→ EXTRACTED ENTRIES
++++
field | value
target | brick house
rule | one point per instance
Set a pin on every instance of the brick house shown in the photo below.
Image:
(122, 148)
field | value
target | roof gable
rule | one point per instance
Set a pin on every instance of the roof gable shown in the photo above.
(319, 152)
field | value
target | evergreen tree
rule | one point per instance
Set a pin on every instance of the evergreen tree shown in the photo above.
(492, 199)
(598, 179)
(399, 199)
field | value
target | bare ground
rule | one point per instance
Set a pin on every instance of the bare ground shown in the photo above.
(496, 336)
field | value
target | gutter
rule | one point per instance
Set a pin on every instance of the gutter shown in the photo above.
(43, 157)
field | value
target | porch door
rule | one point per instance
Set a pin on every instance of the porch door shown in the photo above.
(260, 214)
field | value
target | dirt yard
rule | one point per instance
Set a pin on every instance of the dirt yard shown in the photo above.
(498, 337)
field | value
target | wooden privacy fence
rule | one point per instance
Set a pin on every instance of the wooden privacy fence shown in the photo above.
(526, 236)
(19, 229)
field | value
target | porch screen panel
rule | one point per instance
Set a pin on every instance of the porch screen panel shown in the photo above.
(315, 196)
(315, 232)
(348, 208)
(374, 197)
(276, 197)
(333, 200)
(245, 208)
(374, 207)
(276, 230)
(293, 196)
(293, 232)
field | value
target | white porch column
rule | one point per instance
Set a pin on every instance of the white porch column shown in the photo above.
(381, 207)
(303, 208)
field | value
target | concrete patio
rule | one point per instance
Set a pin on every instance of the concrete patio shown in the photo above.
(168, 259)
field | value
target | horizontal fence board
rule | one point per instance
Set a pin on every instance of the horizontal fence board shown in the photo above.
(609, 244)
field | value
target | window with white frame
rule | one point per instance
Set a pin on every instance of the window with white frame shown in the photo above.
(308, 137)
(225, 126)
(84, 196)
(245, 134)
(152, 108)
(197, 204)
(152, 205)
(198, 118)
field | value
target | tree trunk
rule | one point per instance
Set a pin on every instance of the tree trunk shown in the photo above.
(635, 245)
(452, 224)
++++
→ OBJECTIVE
From the rows above, copy every line that contains the word "door".

→ OUTPUT FOR THIS TASK
target | porch door
Set a pin on every instance of the porch door shown in the photo above.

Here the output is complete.